_What you need to do_: Print all of the material below line for line, changing nothing.

*** Records shown

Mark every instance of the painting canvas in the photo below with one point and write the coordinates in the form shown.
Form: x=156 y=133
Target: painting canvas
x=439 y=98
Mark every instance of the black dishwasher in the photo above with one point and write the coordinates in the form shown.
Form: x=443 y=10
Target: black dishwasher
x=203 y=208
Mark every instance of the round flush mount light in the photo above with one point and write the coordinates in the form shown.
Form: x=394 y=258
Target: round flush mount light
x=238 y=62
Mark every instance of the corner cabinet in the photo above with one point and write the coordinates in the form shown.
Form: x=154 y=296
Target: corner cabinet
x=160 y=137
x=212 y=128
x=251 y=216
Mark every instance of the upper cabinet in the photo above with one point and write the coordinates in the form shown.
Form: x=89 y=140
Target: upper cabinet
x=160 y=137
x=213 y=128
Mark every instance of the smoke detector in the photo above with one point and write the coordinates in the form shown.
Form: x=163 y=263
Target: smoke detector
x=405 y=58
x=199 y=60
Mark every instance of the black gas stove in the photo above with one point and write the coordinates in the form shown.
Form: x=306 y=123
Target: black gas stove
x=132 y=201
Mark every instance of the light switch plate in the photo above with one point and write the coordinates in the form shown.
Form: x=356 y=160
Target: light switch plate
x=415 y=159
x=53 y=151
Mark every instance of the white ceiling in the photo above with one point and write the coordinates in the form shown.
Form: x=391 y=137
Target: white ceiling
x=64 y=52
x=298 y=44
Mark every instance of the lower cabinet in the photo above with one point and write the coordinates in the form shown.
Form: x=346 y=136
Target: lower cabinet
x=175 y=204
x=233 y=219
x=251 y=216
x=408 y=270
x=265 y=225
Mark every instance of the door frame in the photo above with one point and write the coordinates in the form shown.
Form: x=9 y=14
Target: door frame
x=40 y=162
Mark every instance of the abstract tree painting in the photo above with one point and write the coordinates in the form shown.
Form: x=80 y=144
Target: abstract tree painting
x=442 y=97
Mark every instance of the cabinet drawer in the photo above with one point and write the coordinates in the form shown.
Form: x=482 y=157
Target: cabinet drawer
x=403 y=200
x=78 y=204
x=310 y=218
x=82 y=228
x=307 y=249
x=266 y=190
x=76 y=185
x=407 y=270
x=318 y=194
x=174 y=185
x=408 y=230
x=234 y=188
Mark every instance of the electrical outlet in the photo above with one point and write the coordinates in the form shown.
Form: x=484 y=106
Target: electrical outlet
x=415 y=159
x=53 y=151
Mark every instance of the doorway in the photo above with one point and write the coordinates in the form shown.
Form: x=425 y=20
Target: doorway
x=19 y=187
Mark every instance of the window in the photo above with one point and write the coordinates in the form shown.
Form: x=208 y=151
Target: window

******

_Exercise result_:
Mark every instance of the painting canvas in the photo below with one point and write the coordinates in the form shown.
Form: x=156 y=133
Target: painting canvas
x=439 y=98
Mark every instance of the black dishwasher in the photo above with one point and write the coordinates in the form shown.
Form: x=443 y=10
Target: black dishwasher
x=203 y=208
Mark every instance of the round flush mount light in the photo above with one point and write the coordinates in the form shown.
Form: x=394 y=258
Target: round flush mount light
x=238 y=62
Mark every instance of the corner cabinet in the photo above with one point and write the coordinates in the form shown.
Form: x=154 y=296
Target: corner cabinet
x=160 y=137
x=212 y=128
x=251 y=216
Mark every instance of the upper cabinet in the photo above with one point and write the coordinates in the form shown.
Form: x=89 y=140
Target: upper cabinet
x=160 y=137
x=213 y=128
Mark every instance of the smoke detector in the photo above with one point and write the coordinates in the form shown.
Form: x=163 y=263
Target: smoke detector
x=405 y=58
x=199 y=60
Mark every instance of the black gas stove in the photo above with one point and write the coordinates in the form shown.
Form: x=306 y=123
Target: black gas stove
x=132 y=201
Mark every instance of the light switch plate in the photo above with one point and write the coordinates in the form shown.
Form: x=356 y=160
Target: light switch plate
x=415 y=159
x=53 y=151
Mark every instance of the white ceiling in the photo above with one point and write the coordinates in the form shown.
Form: x=391 y=137
Target: white ceiling
x=64 y=52
x=298 y=44
Mark every instance of the lower cabinet in the photo above with one point and write the coordinates in the form shown.
Form: x=346 y=136
Target: lower cabinet
x=175 y=204
x=233 y=219
x=251 y=216
x=408 y=270
x=265 y=225
Mark every instance of the door frame in the photo above with one point and write the coordinates in the form shown.
Form: x=9 y=14
Target: door frame
x=40 y=162
Mark every instance of the abstract tree painting in the photo above with one point and write the coordinates in the form shown.
Form: x=80 y=144
Target: abstract tree painting
x=442 y=97
Mark every instance of the cabinet drawer in the photo above with one point and write the coordinates in the form shown.
Form: x=482 y=157
Target: cabinet drawer
x=403 y=200
x=78 y=204
x=310 y=218
x=82 y=228
x=307 y=249
x=266 y=190
x=76 y=185
x=407 y=270
x=318 y=194
x=174 y=185
x=408 y=230
x=234 y=188
Mark every instance of the electrical outlet in the photo above with one point and write the coordinates in the form shown.
Form: x=484 y=106
Target: electrical outlet
x=415 y=159
x=53 y=151
Mark every instance of the doorway in the photo above with one point and write the coordinates in the form shown.
Form: x=425 y=20
Target: doorway
x=19 y=187
Mark every instance of the window in the photo above with one point and write the coordinates in the form shown.
Form: x=208 y=151
Target: window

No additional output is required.